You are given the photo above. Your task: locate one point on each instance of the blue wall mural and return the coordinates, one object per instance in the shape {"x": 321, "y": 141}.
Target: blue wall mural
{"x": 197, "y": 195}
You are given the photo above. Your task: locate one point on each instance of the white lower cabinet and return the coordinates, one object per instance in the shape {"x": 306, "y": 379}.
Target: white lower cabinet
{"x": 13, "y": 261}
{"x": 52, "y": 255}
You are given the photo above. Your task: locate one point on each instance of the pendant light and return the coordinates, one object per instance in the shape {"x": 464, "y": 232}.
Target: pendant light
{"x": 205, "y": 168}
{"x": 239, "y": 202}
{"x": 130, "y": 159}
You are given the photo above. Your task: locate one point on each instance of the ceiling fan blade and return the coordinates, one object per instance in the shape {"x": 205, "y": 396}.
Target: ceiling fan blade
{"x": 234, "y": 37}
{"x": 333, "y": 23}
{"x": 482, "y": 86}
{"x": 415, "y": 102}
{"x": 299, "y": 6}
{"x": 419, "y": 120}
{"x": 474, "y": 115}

———

• **Exercise aim**:
In the records above, find each line that mentions the string "locate", then copy it.

• **Your solution**:
You are given the photo above. Your task: locate one point on each instance of the blue wall mural and return the coordinates, one object per instance in the shape {"x": 321, "y": 141}.
You are given the photo above. Your task: locate one point on each instance of the white lower cabinet and return the coordinates, one object per instance in the shape {"x": 306, "y": 379}.
You are given the photo above. Your task: locate one point on each instance of the pendant light and return the coordinates, one object per instance in the shape {"x": 464, "y": 232}.
You are given the photo above. Your task: locate one point on each instance of the ceiling fan blade and return the coordinates, one object per instance in the shape {"x": 205, "y": 396}.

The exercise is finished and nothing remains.